WORK INSTRUCTIONS:
Change "largest disc" to "biggest circle" in the lines between the one holding "Please pick out the blue" and the one holding "Target: blue sea surface", inclusive, and give those lines again with everything else unchanged.

LISTING:

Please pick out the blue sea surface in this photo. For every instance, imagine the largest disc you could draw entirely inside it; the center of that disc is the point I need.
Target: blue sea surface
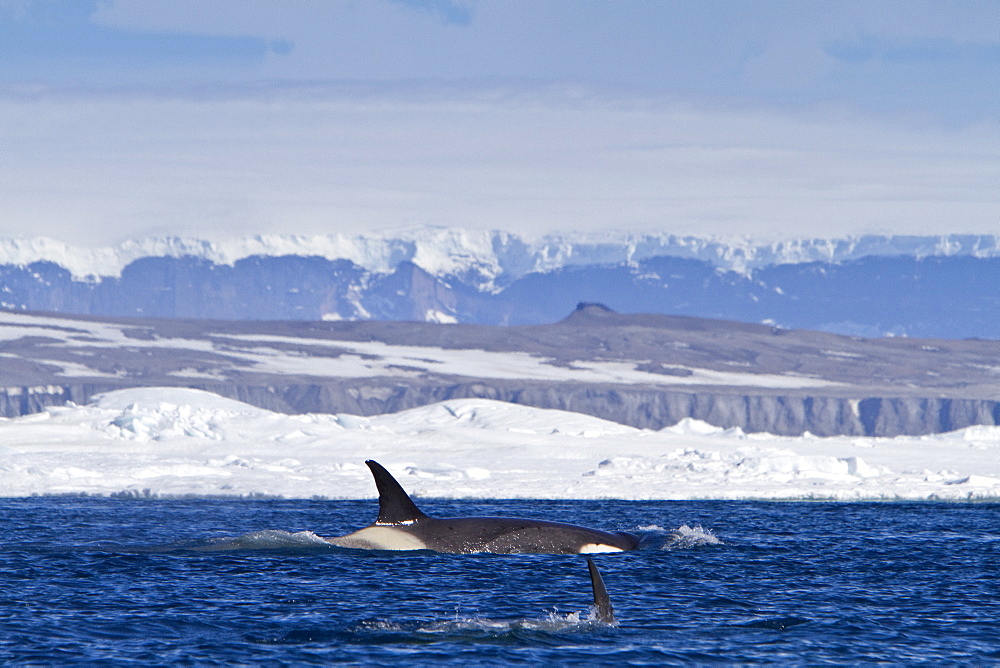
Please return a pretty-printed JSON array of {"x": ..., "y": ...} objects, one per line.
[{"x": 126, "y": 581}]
--
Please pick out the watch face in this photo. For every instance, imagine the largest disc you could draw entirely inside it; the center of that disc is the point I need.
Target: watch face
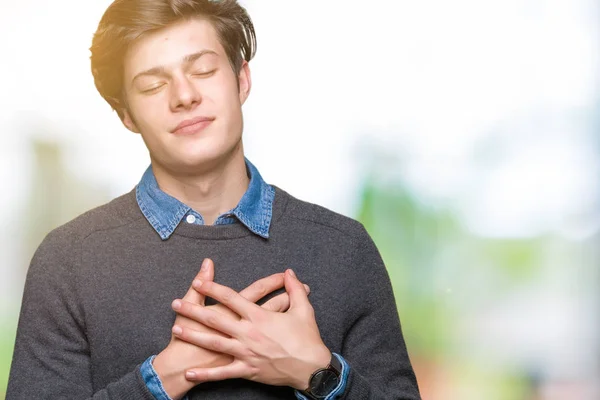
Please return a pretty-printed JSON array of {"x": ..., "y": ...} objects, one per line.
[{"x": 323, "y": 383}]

FULL OUTPUT:
Please pick out the blue sea surface in this photo. For every instance, imagine the biggest circle you could draw entirely inside it; the center of that disc is the point I need.
Target: blue sea surface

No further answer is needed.